▶ _What the exercise asks_:
Reproduce the listing verbatim, from its first line through the line containing "Trace every instance of the beige panel now.", both included.

▶ _Dataset records_:
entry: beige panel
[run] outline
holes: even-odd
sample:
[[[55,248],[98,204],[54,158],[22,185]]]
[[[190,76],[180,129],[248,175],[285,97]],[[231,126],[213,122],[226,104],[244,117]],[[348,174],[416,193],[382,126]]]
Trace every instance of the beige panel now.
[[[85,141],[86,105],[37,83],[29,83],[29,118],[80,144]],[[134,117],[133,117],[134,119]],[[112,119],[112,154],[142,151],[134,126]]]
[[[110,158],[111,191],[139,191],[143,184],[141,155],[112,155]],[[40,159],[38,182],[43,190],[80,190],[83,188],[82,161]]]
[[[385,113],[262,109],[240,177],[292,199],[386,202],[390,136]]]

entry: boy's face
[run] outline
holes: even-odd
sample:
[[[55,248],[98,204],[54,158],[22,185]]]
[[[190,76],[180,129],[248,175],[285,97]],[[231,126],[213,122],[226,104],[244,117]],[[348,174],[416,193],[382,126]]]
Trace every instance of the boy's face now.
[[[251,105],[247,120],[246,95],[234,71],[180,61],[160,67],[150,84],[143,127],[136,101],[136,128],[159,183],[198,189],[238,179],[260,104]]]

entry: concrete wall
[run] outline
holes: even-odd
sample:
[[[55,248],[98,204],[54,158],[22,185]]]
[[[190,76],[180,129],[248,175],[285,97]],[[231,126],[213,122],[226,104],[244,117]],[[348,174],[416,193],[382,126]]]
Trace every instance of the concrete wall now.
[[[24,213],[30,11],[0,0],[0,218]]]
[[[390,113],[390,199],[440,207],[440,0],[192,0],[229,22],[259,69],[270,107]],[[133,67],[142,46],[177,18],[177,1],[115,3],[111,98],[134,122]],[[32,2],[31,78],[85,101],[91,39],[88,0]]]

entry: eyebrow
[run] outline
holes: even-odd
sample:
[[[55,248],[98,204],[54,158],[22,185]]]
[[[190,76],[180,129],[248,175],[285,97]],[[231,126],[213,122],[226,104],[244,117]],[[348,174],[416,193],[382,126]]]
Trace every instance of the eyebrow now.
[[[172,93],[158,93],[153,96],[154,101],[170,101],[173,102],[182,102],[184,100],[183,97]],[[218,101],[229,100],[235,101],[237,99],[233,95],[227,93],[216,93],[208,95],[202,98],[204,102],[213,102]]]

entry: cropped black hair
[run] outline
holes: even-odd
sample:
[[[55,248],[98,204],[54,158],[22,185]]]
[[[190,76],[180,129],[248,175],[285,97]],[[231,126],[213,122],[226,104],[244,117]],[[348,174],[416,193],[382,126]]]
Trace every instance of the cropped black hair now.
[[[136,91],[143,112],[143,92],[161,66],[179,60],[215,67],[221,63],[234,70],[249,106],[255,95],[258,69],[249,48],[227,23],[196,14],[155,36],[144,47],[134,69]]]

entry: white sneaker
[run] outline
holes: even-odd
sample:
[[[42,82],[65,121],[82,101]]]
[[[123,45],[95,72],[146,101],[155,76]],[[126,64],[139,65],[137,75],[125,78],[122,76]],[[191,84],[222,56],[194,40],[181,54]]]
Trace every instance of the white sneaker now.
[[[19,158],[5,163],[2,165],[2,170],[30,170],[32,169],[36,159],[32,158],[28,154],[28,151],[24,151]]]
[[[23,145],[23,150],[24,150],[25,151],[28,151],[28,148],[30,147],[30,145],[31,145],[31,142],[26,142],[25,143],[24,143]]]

▶ _Task output_:
entry: beige panel
[run] outline
holes: even-odd
sample:
[[[55,248],[98,204],[54,158],[22,185]]]
[[[190,76],[180,129],[248,175],[285,97]],[[231,126],[213,122],[226,104],[244,117]],[[348,174],[416,193],[382,126]]]
Trace every instance of the beige panel now.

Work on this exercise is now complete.